- Problem: Show each line of the data below that has the string "green" in it.

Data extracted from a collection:
****

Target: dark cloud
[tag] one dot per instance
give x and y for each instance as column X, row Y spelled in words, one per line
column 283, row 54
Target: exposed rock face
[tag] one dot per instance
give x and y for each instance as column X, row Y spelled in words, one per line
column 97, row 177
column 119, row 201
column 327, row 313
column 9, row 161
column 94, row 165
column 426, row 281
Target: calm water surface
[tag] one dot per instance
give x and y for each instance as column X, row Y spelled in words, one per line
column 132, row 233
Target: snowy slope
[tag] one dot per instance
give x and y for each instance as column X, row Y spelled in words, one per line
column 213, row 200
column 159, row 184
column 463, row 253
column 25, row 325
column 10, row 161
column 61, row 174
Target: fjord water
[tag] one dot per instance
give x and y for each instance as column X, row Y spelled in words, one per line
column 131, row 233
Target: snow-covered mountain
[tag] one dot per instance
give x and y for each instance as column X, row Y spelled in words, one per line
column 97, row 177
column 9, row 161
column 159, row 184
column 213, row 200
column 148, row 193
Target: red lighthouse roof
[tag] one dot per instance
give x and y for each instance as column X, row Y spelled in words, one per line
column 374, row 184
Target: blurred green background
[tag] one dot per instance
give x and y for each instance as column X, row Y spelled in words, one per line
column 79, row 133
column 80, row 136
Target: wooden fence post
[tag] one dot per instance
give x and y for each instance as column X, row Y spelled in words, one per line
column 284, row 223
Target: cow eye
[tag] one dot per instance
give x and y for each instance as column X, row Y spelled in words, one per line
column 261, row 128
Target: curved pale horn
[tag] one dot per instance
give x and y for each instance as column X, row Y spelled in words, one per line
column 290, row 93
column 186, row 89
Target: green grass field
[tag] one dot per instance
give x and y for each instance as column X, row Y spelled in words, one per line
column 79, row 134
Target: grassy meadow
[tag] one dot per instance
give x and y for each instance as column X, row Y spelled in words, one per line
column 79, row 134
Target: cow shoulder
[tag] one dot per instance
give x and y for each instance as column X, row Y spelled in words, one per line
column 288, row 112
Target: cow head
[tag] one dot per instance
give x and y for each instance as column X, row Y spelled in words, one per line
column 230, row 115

****

- Answer space:
Target: blurred green background
Target: green grass field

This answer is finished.